Short problem
List every line in the records below that contains the string "dark". Case matters.

++++ Extracted data

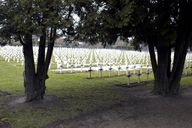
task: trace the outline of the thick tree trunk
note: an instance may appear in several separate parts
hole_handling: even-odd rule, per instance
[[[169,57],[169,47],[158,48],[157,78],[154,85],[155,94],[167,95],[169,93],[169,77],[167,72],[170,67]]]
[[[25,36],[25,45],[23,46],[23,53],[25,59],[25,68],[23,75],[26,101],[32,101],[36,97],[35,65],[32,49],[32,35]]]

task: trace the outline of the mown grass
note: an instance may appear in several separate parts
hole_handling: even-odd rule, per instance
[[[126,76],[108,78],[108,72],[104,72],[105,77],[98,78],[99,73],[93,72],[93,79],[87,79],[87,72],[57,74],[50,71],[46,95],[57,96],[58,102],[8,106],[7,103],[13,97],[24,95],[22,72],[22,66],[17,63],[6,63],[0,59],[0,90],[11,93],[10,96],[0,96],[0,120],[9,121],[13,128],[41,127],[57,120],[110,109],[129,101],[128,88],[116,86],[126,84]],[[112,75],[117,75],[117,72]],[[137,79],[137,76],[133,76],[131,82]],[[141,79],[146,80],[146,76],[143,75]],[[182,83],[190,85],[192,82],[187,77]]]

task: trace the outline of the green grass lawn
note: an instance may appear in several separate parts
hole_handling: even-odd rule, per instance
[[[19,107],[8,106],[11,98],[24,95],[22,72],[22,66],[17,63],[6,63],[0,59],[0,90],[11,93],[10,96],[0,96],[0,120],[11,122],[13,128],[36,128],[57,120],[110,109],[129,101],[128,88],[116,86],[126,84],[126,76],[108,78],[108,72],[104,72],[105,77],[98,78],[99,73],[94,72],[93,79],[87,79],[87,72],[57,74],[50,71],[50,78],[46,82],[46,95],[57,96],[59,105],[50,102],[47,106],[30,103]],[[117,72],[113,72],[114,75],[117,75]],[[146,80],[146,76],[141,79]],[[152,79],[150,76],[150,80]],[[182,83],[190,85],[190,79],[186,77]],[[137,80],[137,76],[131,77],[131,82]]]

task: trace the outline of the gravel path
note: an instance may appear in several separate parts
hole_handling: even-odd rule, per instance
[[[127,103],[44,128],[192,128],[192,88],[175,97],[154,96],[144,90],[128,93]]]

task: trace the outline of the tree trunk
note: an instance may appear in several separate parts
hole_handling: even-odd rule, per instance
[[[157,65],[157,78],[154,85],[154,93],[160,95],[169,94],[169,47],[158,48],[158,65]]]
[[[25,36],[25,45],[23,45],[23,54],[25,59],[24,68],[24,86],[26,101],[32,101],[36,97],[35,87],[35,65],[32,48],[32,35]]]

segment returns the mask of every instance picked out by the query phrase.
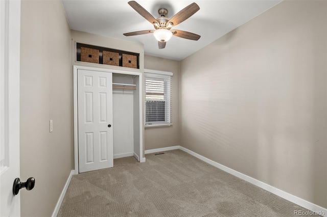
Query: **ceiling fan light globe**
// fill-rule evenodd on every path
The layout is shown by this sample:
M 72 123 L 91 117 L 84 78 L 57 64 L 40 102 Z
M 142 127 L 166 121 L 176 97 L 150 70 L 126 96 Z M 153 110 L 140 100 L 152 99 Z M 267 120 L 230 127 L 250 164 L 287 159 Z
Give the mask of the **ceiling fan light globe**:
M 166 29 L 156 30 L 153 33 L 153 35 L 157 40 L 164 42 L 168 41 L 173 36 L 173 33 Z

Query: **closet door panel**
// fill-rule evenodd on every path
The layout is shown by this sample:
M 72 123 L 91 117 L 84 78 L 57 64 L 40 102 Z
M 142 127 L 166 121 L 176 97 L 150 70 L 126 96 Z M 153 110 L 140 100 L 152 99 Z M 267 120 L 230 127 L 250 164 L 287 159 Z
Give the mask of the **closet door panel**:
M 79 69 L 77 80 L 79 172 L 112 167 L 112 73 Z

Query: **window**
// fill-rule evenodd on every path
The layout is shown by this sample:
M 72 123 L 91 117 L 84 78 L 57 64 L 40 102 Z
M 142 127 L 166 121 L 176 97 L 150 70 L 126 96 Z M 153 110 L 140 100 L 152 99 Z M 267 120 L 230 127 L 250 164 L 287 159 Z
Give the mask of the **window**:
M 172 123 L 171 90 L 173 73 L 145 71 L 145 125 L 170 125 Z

++++++++
++++ Extracted data

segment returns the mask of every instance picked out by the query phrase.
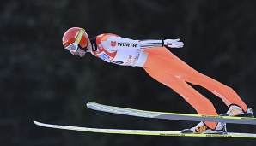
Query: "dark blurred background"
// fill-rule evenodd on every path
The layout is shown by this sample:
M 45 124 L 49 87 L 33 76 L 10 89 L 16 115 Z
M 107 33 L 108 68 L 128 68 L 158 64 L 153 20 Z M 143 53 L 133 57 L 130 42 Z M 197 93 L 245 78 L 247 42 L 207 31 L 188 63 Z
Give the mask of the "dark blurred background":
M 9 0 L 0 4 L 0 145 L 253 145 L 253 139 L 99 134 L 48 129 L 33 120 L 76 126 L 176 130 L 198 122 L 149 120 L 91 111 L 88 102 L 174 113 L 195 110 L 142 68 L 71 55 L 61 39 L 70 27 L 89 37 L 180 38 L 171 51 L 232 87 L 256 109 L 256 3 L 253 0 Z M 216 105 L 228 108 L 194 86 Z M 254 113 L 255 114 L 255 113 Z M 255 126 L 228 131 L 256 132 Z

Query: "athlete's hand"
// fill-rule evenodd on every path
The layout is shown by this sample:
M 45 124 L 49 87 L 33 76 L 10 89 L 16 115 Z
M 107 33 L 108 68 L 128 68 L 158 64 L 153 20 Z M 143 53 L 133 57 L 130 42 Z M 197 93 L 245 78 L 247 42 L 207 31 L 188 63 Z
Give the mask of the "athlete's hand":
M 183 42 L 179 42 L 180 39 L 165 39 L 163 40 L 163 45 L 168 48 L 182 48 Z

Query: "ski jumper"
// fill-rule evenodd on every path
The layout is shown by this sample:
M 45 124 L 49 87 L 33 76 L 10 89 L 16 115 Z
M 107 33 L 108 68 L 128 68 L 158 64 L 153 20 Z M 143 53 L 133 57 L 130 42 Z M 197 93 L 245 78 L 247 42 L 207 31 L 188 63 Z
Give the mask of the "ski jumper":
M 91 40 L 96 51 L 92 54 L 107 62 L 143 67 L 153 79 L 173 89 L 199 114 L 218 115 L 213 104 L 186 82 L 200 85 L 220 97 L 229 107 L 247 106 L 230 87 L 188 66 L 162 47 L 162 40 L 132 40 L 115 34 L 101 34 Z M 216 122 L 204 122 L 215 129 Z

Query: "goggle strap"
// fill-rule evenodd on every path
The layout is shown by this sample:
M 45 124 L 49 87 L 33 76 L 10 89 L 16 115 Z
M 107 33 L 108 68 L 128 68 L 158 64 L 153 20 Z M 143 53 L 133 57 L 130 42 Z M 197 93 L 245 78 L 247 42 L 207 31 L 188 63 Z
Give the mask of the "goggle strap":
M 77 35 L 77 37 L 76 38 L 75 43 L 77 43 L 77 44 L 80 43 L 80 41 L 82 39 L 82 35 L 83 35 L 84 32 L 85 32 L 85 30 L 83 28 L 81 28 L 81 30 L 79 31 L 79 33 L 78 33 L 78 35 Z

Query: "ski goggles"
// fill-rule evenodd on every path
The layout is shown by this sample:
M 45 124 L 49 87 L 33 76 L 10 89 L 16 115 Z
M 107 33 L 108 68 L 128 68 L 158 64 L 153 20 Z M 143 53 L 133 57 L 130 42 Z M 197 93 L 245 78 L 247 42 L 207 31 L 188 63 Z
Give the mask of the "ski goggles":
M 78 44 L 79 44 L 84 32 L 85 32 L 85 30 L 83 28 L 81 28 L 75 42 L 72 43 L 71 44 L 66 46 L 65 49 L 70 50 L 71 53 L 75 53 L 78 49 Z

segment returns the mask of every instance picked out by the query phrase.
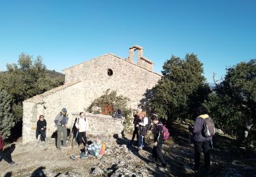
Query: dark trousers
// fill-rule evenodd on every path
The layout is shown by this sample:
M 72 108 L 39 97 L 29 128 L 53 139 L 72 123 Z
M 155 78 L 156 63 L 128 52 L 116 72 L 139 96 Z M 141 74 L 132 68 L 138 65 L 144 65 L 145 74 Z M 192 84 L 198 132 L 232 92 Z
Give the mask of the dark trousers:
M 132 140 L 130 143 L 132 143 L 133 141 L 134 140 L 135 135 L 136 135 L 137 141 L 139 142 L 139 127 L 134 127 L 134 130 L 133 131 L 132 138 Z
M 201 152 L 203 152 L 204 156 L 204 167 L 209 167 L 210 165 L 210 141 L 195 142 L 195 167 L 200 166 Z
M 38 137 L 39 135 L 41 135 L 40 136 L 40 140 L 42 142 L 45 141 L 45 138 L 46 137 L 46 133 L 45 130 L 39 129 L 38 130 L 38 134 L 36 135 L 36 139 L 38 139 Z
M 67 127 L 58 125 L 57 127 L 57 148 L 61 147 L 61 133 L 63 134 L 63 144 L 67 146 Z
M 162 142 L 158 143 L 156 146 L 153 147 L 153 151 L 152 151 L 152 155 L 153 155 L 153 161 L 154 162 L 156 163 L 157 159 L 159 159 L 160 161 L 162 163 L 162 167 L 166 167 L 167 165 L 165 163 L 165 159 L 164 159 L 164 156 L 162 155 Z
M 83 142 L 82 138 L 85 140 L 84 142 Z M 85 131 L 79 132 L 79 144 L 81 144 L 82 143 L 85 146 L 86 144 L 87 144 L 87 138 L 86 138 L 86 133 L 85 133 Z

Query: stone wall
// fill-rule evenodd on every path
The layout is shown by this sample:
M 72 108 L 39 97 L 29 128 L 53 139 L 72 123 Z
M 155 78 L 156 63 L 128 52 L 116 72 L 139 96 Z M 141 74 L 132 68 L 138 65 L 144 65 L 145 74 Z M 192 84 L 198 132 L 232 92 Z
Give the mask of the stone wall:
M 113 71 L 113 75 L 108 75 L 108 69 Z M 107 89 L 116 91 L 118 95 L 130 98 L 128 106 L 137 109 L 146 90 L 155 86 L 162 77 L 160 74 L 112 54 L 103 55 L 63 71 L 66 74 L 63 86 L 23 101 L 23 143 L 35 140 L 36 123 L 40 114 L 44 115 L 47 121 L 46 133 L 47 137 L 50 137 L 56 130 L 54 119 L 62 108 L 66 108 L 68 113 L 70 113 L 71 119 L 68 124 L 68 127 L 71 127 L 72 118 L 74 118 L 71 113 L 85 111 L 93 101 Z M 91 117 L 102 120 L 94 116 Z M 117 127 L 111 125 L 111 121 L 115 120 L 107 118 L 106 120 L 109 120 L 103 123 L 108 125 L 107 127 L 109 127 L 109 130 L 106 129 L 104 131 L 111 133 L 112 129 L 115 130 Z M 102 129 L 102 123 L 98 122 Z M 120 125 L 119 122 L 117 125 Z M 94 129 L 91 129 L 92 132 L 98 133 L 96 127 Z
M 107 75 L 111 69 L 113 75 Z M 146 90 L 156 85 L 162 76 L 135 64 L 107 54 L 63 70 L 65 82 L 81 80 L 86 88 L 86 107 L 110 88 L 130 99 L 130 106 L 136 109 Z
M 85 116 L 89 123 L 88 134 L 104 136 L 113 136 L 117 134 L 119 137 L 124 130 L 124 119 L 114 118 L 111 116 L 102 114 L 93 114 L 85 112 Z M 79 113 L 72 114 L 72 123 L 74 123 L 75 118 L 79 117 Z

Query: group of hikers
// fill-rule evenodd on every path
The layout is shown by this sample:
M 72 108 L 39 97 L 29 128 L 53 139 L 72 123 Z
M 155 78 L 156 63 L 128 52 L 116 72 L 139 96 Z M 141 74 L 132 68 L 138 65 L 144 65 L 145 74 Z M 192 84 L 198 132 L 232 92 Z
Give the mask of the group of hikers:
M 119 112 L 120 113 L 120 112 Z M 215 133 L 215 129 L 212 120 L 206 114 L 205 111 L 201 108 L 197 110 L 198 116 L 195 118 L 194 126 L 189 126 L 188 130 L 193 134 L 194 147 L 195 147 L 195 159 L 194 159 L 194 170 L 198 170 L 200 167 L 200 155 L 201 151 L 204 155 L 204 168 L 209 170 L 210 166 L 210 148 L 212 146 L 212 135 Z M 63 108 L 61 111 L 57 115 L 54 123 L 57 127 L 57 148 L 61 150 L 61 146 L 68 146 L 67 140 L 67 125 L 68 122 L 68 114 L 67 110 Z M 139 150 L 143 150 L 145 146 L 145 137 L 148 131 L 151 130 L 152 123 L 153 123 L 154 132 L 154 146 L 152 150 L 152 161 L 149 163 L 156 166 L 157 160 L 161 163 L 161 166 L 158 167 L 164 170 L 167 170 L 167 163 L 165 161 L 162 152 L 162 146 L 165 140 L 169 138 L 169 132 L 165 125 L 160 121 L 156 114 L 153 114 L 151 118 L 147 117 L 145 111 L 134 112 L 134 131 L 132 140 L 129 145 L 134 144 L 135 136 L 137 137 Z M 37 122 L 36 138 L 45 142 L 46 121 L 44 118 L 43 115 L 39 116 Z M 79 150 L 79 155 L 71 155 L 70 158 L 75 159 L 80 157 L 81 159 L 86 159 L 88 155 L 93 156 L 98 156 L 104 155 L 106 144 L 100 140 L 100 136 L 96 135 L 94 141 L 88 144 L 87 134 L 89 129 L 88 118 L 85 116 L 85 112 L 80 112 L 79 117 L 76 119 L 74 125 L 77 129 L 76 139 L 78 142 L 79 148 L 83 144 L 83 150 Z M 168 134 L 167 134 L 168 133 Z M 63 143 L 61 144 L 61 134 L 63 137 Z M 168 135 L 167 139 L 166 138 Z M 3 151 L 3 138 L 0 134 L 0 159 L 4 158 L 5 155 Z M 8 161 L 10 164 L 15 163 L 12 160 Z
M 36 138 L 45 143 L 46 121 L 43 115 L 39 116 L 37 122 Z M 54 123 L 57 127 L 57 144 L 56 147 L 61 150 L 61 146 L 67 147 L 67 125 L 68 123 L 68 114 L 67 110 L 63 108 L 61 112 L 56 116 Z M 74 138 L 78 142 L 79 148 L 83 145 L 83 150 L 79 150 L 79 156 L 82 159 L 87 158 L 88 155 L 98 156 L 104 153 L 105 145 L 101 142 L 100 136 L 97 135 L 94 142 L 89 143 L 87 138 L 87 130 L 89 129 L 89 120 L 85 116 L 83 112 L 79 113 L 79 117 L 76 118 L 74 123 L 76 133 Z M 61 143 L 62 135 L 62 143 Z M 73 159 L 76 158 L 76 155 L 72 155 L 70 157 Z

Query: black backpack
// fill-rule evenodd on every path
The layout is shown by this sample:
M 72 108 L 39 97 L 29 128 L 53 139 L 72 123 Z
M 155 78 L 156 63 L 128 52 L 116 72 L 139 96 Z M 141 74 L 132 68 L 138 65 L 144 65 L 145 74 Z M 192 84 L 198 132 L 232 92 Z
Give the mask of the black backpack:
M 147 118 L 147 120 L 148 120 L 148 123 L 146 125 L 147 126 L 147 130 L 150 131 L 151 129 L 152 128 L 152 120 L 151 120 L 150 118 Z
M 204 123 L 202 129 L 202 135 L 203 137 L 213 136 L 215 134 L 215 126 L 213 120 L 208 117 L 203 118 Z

++++++++

Solution
Query: "dark blurred background"
Give the mask of the "dark blurred background":
Query: dark trousers
Give the mask of the dark trousers:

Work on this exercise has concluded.